#### Source information

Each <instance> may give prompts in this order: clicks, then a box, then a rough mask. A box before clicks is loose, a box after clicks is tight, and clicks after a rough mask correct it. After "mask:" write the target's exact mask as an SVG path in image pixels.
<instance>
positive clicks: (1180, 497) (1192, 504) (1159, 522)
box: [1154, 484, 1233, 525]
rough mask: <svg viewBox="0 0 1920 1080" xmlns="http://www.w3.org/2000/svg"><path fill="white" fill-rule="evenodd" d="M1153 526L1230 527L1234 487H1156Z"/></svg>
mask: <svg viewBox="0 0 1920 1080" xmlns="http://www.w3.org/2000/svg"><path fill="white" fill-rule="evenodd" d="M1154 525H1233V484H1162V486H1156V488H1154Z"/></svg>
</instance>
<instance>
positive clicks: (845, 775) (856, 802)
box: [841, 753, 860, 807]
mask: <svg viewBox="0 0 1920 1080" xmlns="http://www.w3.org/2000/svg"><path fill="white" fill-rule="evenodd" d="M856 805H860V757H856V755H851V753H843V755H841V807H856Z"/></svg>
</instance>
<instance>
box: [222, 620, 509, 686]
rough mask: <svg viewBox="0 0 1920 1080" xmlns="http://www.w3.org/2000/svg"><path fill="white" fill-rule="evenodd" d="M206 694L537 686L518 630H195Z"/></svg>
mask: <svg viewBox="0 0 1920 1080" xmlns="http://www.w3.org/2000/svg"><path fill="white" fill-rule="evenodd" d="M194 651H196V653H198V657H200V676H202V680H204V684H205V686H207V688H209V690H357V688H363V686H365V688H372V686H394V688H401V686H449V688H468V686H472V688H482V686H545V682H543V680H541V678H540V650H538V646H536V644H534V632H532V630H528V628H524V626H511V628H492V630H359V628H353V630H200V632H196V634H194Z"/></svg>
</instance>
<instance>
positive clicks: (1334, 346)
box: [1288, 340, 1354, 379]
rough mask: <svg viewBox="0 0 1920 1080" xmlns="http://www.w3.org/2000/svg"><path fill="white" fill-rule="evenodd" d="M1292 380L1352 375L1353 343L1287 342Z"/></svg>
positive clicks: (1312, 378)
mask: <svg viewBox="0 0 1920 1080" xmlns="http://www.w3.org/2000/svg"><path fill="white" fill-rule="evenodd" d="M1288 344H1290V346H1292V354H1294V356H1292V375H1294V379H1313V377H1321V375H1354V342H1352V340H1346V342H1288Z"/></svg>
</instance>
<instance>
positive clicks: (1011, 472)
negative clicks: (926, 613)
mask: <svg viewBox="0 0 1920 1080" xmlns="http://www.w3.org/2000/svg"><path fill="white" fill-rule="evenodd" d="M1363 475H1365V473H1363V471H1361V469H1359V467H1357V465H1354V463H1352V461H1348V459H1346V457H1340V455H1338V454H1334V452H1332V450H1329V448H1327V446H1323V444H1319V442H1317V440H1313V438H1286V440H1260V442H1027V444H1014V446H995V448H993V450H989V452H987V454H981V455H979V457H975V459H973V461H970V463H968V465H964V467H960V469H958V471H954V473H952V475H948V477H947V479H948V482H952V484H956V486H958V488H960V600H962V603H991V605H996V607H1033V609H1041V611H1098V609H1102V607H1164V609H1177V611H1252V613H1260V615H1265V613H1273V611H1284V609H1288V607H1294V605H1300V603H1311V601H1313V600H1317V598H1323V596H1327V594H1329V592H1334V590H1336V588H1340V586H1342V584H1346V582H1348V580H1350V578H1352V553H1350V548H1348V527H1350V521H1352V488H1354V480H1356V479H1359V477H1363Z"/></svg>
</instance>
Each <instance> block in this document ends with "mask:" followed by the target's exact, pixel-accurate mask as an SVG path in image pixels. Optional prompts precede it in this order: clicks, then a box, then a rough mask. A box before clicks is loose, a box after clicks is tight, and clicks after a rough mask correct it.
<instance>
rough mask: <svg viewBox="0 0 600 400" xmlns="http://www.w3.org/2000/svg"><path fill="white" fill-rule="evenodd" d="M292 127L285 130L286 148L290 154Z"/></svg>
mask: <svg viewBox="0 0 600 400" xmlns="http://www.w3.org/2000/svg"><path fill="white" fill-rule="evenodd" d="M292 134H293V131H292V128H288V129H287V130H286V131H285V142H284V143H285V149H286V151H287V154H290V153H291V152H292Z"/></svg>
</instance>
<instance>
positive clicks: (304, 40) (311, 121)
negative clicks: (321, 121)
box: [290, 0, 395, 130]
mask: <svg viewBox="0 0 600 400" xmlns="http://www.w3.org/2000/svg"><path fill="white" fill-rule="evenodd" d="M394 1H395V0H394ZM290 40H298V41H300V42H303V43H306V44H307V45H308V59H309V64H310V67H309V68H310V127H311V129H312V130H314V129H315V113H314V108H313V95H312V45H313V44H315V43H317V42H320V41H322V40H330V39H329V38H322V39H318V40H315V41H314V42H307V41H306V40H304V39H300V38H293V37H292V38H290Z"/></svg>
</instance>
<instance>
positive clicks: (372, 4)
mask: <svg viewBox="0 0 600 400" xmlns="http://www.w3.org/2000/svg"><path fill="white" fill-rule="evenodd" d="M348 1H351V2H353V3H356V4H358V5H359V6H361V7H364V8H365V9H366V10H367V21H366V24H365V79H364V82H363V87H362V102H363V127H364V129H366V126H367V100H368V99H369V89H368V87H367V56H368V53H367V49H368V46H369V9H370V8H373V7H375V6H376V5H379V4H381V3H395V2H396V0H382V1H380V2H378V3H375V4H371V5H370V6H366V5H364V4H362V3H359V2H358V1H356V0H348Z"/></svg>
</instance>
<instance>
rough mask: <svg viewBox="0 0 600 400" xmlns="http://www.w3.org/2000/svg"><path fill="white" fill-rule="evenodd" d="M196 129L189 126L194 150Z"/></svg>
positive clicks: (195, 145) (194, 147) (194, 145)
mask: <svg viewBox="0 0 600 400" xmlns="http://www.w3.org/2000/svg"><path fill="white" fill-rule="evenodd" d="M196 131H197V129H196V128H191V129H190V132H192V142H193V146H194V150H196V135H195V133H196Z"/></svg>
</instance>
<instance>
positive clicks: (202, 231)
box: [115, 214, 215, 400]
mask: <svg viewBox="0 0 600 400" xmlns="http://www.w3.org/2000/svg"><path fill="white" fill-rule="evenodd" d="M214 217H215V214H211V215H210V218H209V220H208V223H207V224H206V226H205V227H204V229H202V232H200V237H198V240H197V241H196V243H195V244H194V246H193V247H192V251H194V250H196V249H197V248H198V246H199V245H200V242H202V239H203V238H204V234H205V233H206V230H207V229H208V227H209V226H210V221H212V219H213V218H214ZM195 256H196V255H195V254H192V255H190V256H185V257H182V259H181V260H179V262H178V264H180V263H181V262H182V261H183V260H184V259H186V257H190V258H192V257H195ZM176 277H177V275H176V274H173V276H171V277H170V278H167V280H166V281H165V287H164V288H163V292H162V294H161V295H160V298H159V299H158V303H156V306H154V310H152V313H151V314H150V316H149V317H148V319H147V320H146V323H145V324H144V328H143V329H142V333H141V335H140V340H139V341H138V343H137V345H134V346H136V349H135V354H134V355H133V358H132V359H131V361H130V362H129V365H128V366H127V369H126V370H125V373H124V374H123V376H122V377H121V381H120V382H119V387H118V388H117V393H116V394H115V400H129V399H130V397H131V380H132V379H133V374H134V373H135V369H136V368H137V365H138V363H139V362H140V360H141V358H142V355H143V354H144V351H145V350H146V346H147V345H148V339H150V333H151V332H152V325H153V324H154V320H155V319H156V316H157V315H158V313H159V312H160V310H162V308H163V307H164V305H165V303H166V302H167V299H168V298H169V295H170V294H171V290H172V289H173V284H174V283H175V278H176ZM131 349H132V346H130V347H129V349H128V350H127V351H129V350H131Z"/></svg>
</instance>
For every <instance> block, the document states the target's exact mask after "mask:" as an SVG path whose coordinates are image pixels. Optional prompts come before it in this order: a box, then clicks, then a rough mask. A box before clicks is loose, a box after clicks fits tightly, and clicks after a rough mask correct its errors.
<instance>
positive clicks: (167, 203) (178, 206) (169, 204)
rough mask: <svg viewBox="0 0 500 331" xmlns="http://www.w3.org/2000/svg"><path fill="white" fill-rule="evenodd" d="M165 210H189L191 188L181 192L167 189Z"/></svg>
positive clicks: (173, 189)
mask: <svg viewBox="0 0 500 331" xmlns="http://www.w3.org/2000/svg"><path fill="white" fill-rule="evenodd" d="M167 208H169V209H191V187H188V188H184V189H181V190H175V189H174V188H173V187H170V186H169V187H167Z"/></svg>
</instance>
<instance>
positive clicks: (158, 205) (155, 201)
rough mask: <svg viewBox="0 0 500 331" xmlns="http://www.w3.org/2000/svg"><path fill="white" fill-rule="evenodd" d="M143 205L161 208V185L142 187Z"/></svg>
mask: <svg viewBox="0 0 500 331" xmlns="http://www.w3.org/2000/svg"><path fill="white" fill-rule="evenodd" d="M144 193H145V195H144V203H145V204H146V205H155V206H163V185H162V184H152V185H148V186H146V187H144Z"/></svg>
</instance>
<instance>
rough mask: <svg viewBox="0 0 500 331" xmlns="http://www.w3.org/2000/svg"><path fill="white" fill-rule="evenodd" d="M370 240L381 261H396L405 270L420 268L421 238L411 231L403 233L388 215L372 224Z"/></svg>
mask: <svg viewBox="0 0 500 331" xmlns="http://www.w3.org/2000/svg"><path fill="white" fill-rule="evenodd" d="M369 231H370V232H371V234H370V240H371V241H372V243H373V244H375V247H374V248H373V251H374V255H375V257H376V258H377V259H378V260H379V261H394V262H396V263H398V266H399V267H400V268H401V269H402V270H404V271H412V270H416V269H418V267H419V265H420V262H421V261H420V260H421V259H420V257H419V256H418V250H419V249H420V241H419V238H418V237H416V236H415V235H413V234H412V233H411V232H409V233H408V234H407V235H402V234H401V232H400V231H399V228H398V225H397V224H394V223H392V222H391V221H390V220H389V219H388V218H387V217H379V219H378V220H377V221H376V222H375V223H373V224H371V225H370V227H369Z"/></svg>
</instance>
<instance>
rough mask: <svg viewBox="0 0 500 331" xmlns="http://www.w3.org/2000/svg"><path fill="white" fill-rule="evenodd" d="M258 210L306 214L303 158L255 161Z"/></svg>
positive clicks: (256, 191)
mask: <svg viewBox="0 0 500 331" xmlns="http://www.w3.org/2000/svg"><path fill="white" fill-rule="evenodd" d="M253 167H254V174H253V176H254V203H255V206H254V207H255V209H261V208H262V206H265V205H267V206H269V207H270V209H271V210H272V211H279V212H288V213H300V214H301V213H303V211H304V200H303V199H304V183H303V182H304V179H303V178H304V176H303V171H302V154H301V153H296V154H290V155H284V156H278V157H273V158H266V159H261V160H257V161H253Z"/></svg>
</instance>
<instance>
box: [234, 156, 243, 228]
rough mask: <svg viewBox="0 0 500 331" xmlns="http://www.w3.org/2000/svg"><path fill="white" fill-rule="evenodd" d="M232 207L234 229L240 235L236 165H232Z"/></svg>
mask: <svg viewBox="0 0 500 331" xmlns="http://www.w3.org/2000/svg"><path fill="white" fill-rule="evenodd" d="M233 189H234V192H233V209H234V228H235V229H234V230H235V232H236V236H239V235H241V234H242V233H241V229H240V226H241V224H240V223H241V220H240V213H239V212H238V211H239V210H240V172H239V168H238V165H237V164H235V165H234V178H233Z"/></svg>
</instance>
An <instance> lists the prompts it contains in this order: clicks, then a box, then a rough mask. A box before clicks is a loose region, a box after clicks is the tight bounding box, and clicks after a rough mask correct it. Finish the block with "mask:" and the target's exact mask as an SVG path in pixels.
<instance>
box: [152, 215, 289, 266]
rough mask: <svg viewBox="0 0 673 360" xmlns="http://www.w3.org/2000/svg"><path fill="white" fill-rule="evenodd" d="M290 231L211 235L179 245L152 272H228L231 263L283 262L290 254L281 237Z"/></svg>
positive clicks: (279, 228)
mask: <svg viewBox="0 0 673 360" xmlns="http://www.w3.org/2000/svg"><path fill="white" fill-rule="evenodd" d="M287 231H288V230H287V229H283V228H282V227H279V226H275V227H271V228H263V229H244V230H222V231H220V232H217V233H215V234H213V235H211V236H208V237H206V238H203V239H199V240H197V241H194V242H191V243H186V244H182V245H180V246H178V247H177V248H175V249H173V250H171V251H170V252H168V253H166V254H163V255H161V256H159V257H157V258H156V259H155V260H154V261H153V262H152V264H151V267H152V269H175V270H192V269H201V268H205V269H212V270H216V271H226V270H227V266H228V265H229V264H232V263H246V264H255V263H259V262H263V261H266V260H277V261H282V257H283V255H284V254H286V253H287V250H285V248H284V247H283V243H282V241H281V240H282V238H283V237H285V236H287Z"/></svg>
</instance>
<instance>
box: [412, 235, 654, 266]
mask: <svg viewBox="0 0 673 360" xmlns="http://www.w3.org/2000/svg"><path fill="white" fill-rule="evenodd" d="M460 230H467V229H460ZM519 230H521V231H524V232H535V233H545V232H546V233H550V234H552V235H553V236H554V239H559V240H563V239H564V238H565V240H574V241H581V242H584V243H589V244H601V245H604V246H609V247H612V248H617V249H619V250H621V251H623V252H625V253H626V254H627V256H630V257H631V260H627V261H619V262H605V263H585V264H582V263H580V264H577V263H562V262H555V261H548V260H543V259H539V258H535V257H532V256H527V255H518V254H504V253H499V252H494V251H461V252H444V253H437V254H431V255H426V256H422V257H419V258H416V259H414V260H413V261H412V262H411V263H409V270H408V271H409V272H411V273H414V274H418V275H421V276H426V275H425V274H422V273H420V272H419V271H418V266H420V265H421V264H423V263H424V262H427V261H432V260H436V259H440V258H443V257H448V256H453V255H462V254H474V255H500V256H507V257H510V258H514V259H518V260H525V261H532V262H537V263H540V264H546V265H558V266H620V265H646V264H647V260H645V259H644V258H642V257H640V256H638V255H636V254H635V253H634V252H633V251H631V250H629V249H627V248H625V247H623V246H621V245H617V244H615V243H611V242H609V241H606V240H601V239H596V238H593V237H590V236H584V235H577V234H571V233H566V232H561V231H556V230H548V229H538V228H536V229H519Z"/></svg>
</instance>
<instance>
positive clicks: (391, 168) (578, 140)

########

Please pick out each line in the records above that contains the word "correct", and copy those lines out in full.

--- Response to this task ---
Each <instance> may give prompts in this order: clicks, then a box, then a rough mask. A box before clicks is loose, a box after clicks is tight, and clicks after a rough mask correct it. After "mask:" write the target's exact mask as an SVG path in image pixels.
Each <instance> block in this document ends with "mask:" followed by the target's exact, pixel-accurate mask as an SVG path in image pixels. Optional prompts precede it in this order: clicks, then a box, then a rough mask. A box before clicks is loose, a box after clicks is tight, and clicks after a rough mask correct it.
For every <instance> block, the document states the target's exact mask after "mask:" as an SVG path whose coordinates are image pixels. Optional prompts come before it in this order: a box, then clicks, then a rough mask. A box before clicks is loose, a box after clicks fits tightly, and clicks after a rough mask correct its errors.
An <instance> lists the prompts it contains in this order: clicks, then a box, then a rough mask. A box before clicks is a loose region, a box after clicks is the tight bounding box, and clicks after a rough mask correct it. Finish the block with "mask:" and the target's exact mask as an SVG path in pixels.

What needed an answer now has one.